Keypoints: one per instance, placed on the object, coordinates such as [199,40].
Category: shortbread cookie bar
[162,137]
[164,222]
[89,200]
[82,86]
==========
INSTRUCTIONS FOR THE TASK:
Every entry above needs to be copied exactly.

ANSWER TO THIS EXERCISE:
Keypoints: one per instance, placed on the object, coordinates such as [199,40].
Category: shortbread cookie bar
[162,137]
[164,222]
[89,200]
[82,86]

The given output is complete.